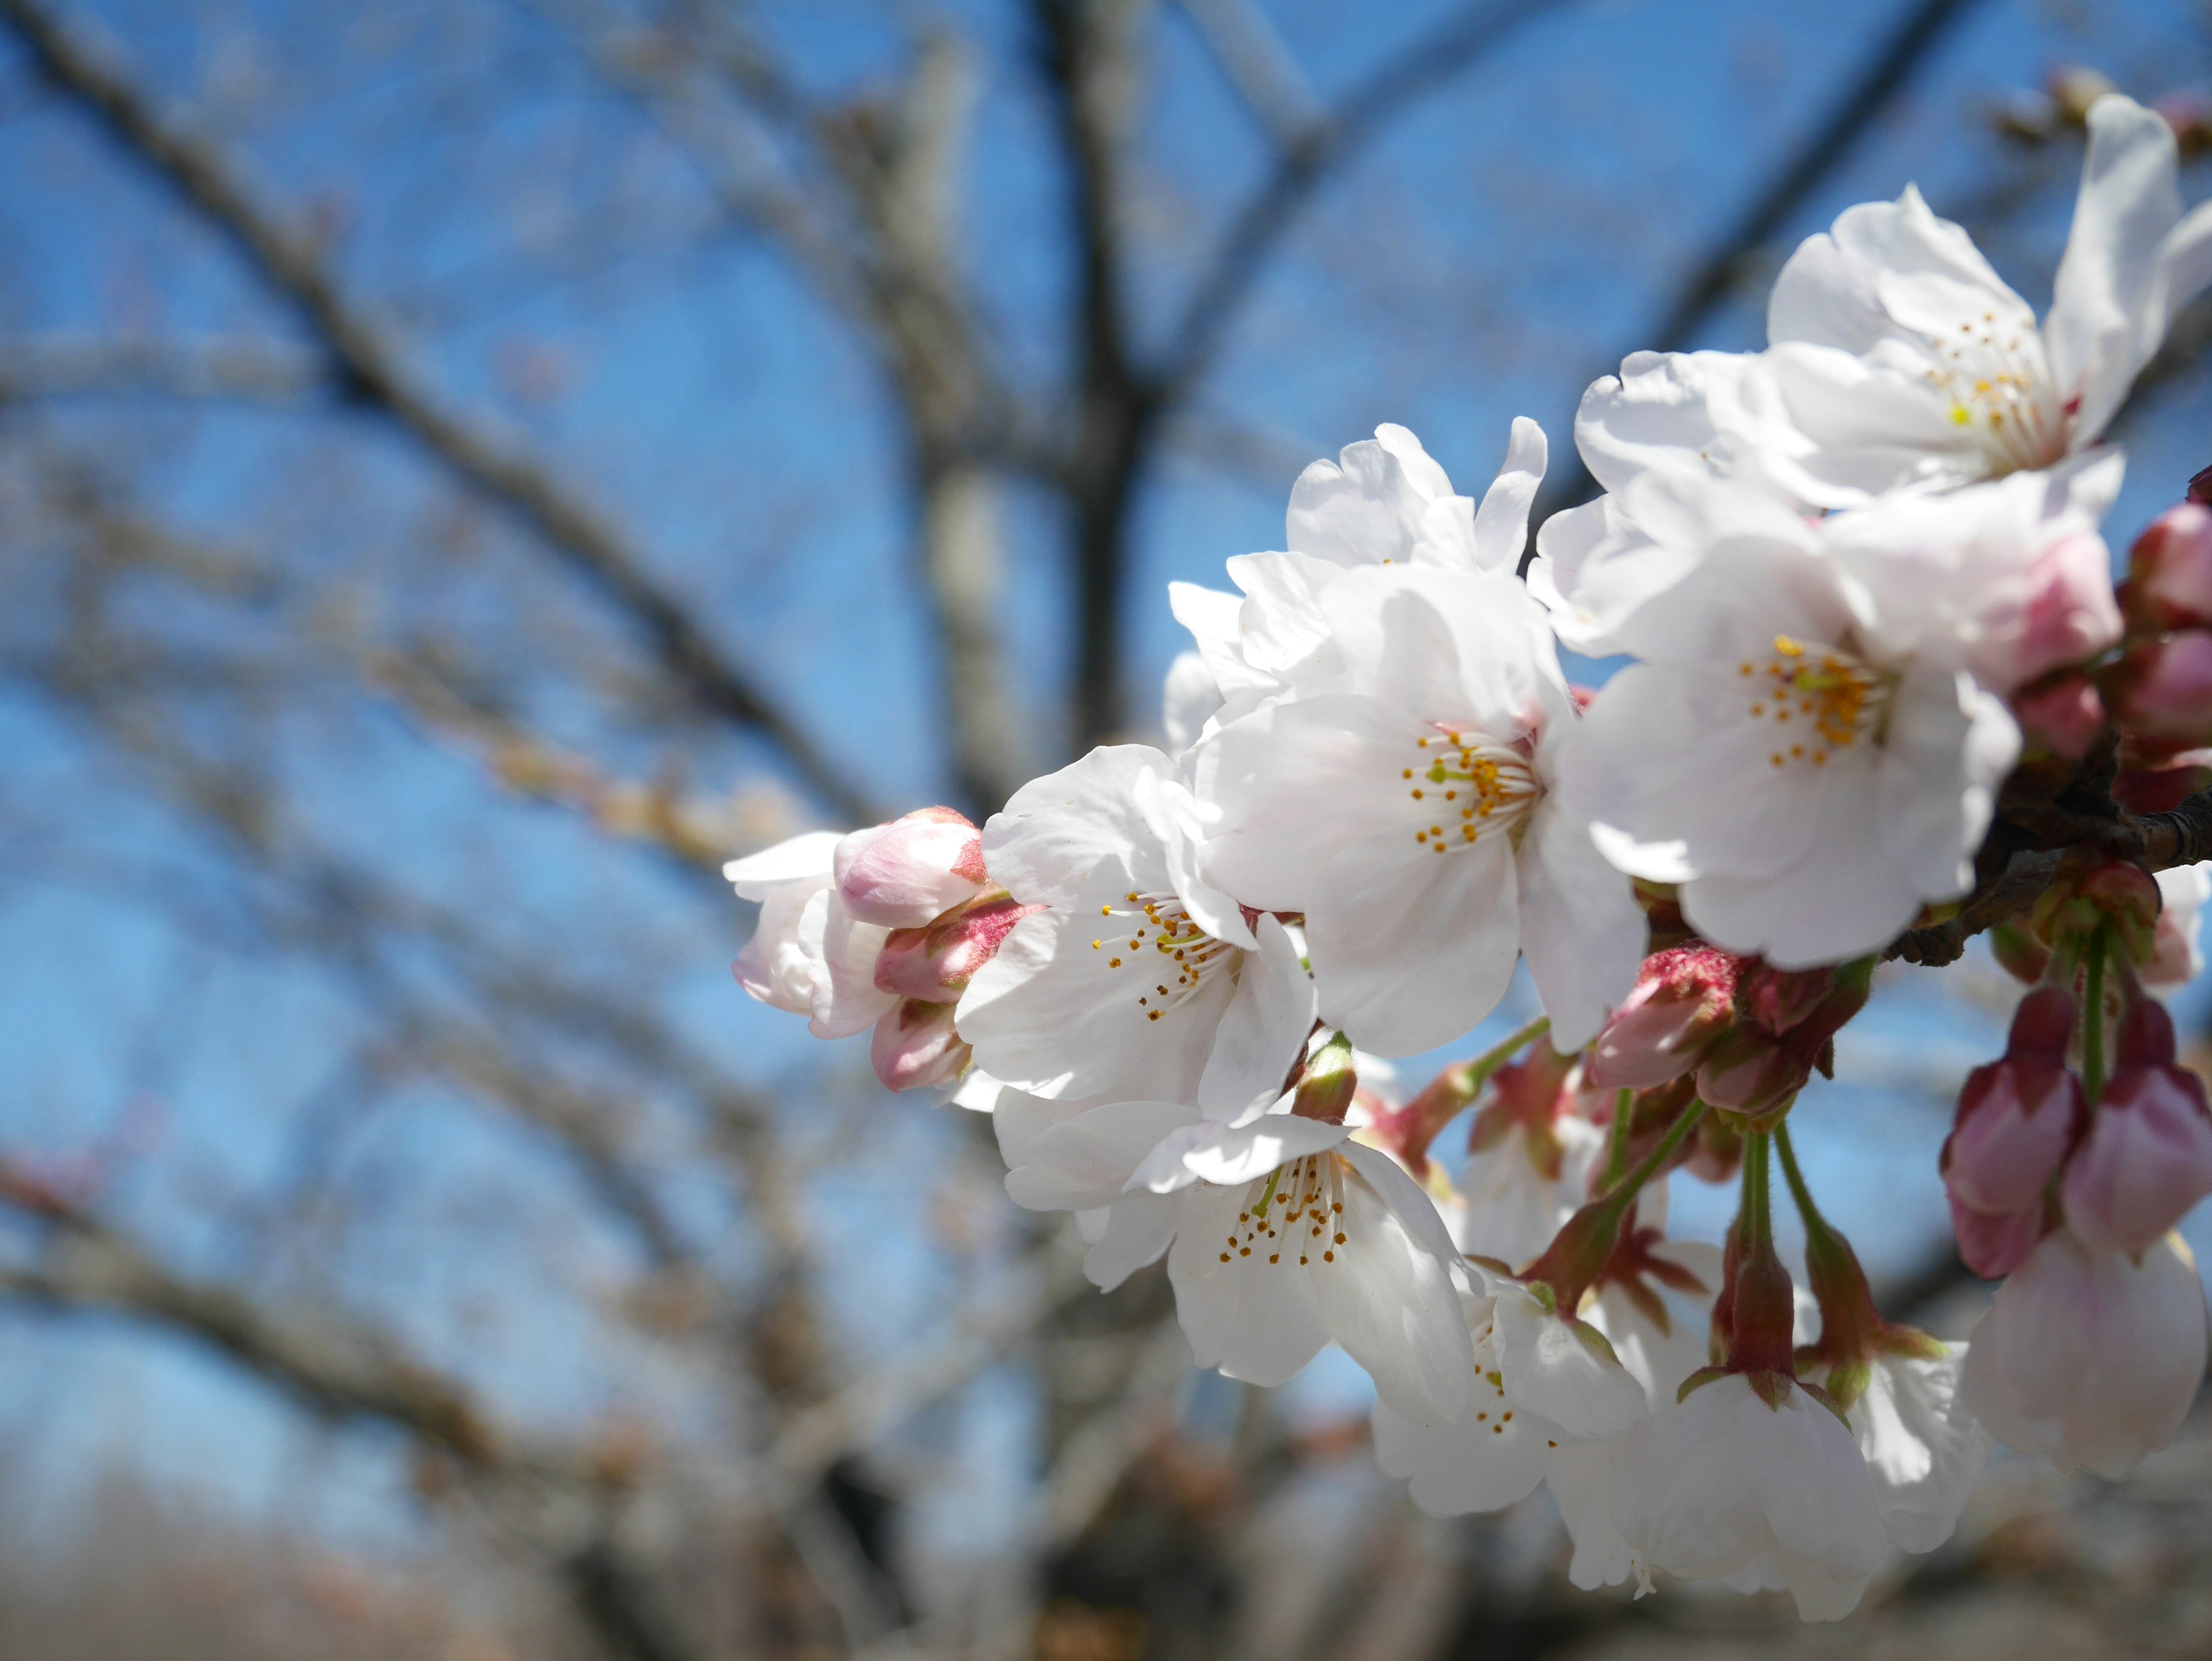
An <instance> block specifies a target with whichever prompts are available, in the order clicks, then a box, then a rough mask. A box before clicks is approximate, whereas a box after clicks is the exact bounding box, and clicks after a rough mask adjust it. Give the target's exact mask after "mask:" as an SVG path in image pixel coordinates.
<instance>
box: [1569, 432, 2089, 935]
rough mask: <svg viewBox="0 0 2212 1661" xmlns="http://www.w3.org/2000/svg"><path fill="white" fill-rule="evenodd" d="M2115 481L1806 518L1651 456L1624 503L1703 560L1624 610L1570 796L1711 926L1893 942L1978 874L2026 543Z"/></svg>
mask: <svg viewBox="0 0 2212 1661" xmlns="http://www.w3.org/2000/svg"><path fill="white" fill-rule="evenodd" d="M2115 487H2117V460H2112V458H2099V460H2097V462H2095V464H2086V467H2079V469H2075V471H2073V473H2053V476H2020V478H2011V480H2002V482H1997V484H1982V487H1973V489H1971V491H1960V493H1953V495H1949V498H1902V500H1893V502H1885V504H1880V506H1871V509H1863V511H1856V513H1836V515H1829V518H1827V520H1818V522H1809V520H1805V518H1801V515H1798V513H1794V511H1790V509H1787V506H1781V504H1776V502H1772V500H1770V498H1763V495H1756V493H1750V491H1734V489H1723V487H1699V489H1679V487H1677V484H1674V482H1668V480H1663V478H1661V476H1657V473H1655V476H1648V478H1646V480H1644V482H1641V484H1639V487H1635V489H1632V491H1630V502H1632V511H1635V515H1637V522H1639V524H1644V526H1646V529H1650V531H1652V535H1657V537H1659V540H1661V542H1666V544H1686V546H1694V549H1699V551H1701V560H1699V564H1697V568H1694V571H1692V573H1690V575H1686V577H1683V579H1681V582H1677V584H1674V586H1672V588H1668V591H1666V593H1663V595H1659V597H1657V599H1652V602H1648V604H1646V606H1644V608H1641V610H1639V613H1637V615H1635V617H1632V619H1630V626H1628V630H1626V633H1628V635H1632V641H1630V644H1632V648H1635V650H1637V652H1639V655H1644V657H1646V659H1648V661H1644V664H1635V666H1630V668H1626V670H1621V672H1619V675H1617V677H1615V679H1613V681H1608V683H1606V688H1604V690H1601V692H1599V694H1597V701H1595V703H1593V708H1590V712H1588V714H1586V717H1584V732H1582V743H1577V745H1575V750H1573V759H1571V767H1568V798H1571V803H1573V809H1575V814H1577V816H1584V818H1588V821H1590V823H1593V825H1595V834H1597V840H1599V847H1601V849H1604V852H1606V856H1608V858H1610V860H1613V863H1615V865H1619V867H1621V869H1626V871H1630V874H1635V876H1644V878H1650V880H1659V882H1679V885H1681V905H1683V913H1686V916H1688V920H1690V924H1692V927H1694V929H1697V931H1699V933H1701V936H1703V938H1708V940H1712V942H1714V944H1719V947H1725V949H1730V951H1739V953H1754V951H1756V953H1763V955H1765V958H1767V960H1770V962H1774V964H1776V967H1781V969H1803V967H1812V964H1823V962H1838V960H1845V958H1856V955H1860V953H1867V951H1876V949H1878V947H1882V944H1887V942H1889V940H1891V938H1893V936H1896V933H1898V931H1902V929H1905V927H1907V924H1909V922H1911V920H1913V916H1916V913H1918V911H1920V907H1922V905H1924V902H1942V900H1951V898H1958V896H1962V894H1966V891H1969V889H1971V885H1973V854H1975V849H1978V847H1980V843H1982V834H1984V829H1986V825H1989V818H1991V812H1993V803H1995V790H1997V785H2000V783H2002V779H2004V774H2006V772H2008V770H2011V765H2013V759H2015V756H2017V752H2020V728H2017V725H2015V721H2013V717H2011V714H2008V710H2006V708H2004V701H2002V692H2008V690H2011V688H2013V686H2015V679H2017V675H2020V672H2022V664H2026V661H2028V657H2026V655H2024V644H2026V641H2028V639H2031V630H2026V628H2024V624H2022V617H2024V613H2026V610H2028V599H2031V597H2033V591H2035V584H2037V582H2039V577H2037V573H2035V566H2037V560H2039V557H2042V555H2044V553H2046V551H2048V549H2051V546H2053V544H2057V542H2062V540H2066V537H2081V535H2093V529H2090V526H2093V524H2095V515H2097V513H2101V509H2104V504H2106V502H2108V500H2110V491H2112V489H2115Z"/></svg>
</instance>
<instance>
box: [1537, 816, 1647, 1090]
mask: <svg viewBox="0 0 2212 1661" xmlns="http://www.w3.org/2000/svg"><path fill="white" fill-rule="evenodd" d="M1520 929H1522V955H1524V958H1526V960H1528V973H1531V975H1533V978H1535V989H1537V995H1540V997H1542V1000H1544V1013H1546V1015H1551V1042H1553V1046H1555V1048H1559V1051H1562V1053H1566V1051H1577V1048H1582V1046H1584V1044H1586V1042H1588V1040H1593V1037H1595V1035H1597V1028H1599V1026H1601V1024H1604V1020H1606V1015H1608V1013H1610V1011H1613V1006H1615V1004H1619V1002H1621V1000H1624V997H1626V995H1628V991H1630V989H1632V986H1635V980H1637V969H1639V964H1641V962H1644V947H1646V942H1648V940H1650V924H1648V920H1646V918H1644V907H1641V905H1637V896H1635V889H1632V887H1630V882H1628V878H1626V876H1624V874H1621V871H1617V869H1613V865H1608V863H1606V856H1604V854H1599V852H1597V843H1593V840H1590V827H1588V823H1584V821H1579V818H1575V816H1573V814H1568V812H1566V807H1564V805H1562V803H1559V801H1557V796H1551V798H1546V801H1544V803H1540V805H1537V809H1535V816H1533V818H1531V823H1528V834H1526V838H1524V840H1522V849H1520Z"/></svg>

◆ ◆ ◆

▸ Task to carry out
Rewrite all the items with every "rough mask" changed to "coarse mask" and nothing else altered, leaving out the pictures.

▸ Expected answer
An <instance> block specifies a target with whichever prompts are available, in the order clicks, then a box, then a coarse mask. A box before clicks is approximate, whereas a box after clicks is the exact bounding box, and clicks after a coarse mask adjust it. Give the target's exact mask after "mask:" as an SVG path in image pixel coordinates.
<instance>
box: [1569, 432, 2089, 935]
coarse mask: <svg viewBox="0 0 2212 1661" xmlns="http://www.w3.org/2000/svg"><path fill="white" fill-rule="evenodd" d="M2115 481L1806 518L1651 456L1624 503L1703 560L1624 610L1570 796L1711 926L1893 942L1978 874L2026 543Z"/></svg>
mask: <svg viewBox="0 0 2212 1661" xmlns="http://www.w3.org/2000/svg"><path fill="white" fill-rule="evenodd" d="M2115 487H2117V460H2112V458H2099V460H2097V462H2095V464H2086V467H2079V469H2075V471H2073V473H2053V476H2020V478H2011V480H2002V482H1997V484H1982V487H1973V489H1971V491H1960V493H1953V495H1949V498H1902V500H1893V502H1885V504H1880V506H1871V509H1863V511H1856V513H1836V515H1829V518H1827V520H1818V522H1809V520H1805V518H1801V515H1798V513H1794V511H1790V509H1787V506H1781V504H1776V502H1772V500H1770V498H1763V495H1756V493H1750V491H1734V489H1723V487H1699V489H1679V487H1677V484H1674V482H1668V480H1663V478H1661V476H1657V473H1655V476H1648V478H1646V480H1644V482H1641V484H1639V487H1635V489H1632V491H1630V502H1632V511H1635V515H1637V522H1639V524H1644V526H1646V529H1650V531H1652V535H1657V537H1659V540H1661V542H1666V544H1686V546H1694V549H1699V551H1701V560H1699V564H1697V568H1694V571H1692V573H1690V575H1686V577H1683V579H1681V582H1677V584H1674V586H1672V588H1668V591H1666V593H1663V595H1659V597H1657V599H1652V602H1648V604H1646V606H1644V608H1641V610H1639V613H1637V615H1635V617H1632V619H1630V626H1628V630H1626V633H1628V635H1632V641H1630V644H1632V648H1635V650H1637V652H1639V655H1644V657H1646V659H1648V661H1644V664H1635V666H1630V668H1626V670H1621V672H1619V675H1617V677H1615V679H1613V681H1608V683H1606V688H1604V690H1601V692H1599V694H1597V701H1595V703H1593V708H1590V712H1588V714H1586V717H1584V732H1582V743H1577V745H1575V750H1573V759H1571V767H1568V798H1571V803H1573V809H1575V814H1577V816H1584V818H1588V821H1590V823H1593V825H1595V834H1597V840H1599V847H1601V849H1604V852H1606V856H1608V858H1610V860H1613V863H1615V865H1619V867H1621V869H1626V871H1630V874H1635V876H1644V878H1650V880H1659V882H1679V885H1681V905H1683V913H1686V916H1688V920H1690V924H1692V927H1694V929H1697V931H1699V933H1701V936H1703V938H1708V940H1712V942H1714V944H1719V947H1725V949H1730V951H1739V953H1754V951H1756V953H1763V955H1765V958H1767V960H1770V962H1774V964H1776V967H1781V969H1803V967H1812V964H1823V962H1838V960H1845V958H1856V955H1860V953H1867V951H1876V949H1878V947H1882V944H1887V942H1889V940H1891V938H1893V936H1896V933H1898V931H1902V929H1905V927H1907V924H1909V922H1911V920H1913V916H1916V913H1918V911H1920V907H1922V905H1924V902H1942V900H1951V898H1958V896H1962V894H1966V891H1969V889H1971V885H1973V854H1975V849H1978V847H1980V843H1982V834H1984V829H1986V825H1989V818H1991V812H1993V803H1995V790H1997V785H2000V783H2002V779H2004V774H2006V772H2008V770H2011V765H2013V759H2015V756H2017V752H2020V728H2017V725H2015V721H2013V717H2011V714H2008V710H2006V708H2004V701H2002V692H2008V690H2011V688H2013V686H2015V679H2017V675H2020V672H2022V664H2026V661H2028V657H2026V655H2024V644H2026V641H2028V639H2031V630H2026V628H2024V624H2022V617H2024V613H2026V610H2028V599H2031V597H2033V591H2035V584H2037V582H2039V577H2037V573H2035V566H2037V560H2039V557H2042V555H2044V553H2046V551H2048V549H2051V546H2053V544H2057V542H2062V540H2066V537H2081V535H2093V529H2090V526H2093V524H2095V515H2097V513H2101V509H2104V504H2106V502H2108V500H2110V491H2112V489H2115Z"/></svg>
</instance>
<instance>
box: [1537, 816, 1647, 1090]
mask: <svg viewBox="0 0 2212 1661" xmlns="http://www.w3.org/2000/svg"><path fill="white" fill-rule="evenodd" d="M1520 929H1522V955H1524V958H1526V960H1528V973H1531V975H1533V978H1535V989H1537V995H1540V997H1542V1000H1544V1013H1546V1015H1551V1042H1553V1046H1555V1048H1559V1051H1562V1053H1566V1051H1577V1048H1582V1046H1584V1044H1586V1042H1588V1040H1593V1037H1595V1035H1597V1028H1599V1026H1601V1024H1604V1020H1606V1015H1608V1013H1610V1011H1613V1006H1615V1004H1619V1002H1621V1000H1624V997H1626V995H1628V991H1630V989H1632V986H1635V980H1637V969H1639V964H1641V962H1644V947H1646V942H1648V940H1650V924H1648V920H1646V918H1644V907H1641V905H1637V896H1635V889H1632V887H1630V882H1628V878H1626V876H1624V874H1621V871H1617V869H1613V865H1608V863H1606V856H1604V854H1599V852H1597V843H1593V840H1590V827H1588V823H1584V821H1579V818H1575V816H1573V814H1568V812H1566V807H1564V805H1562V803H1559V801H1557V796H1551V798H1546V801H1544V803H1540V805H1537V809H1535V816H1533V818H1531V823H1528V834H1526V838H1524V840H1522V849H1520Z"/></svg>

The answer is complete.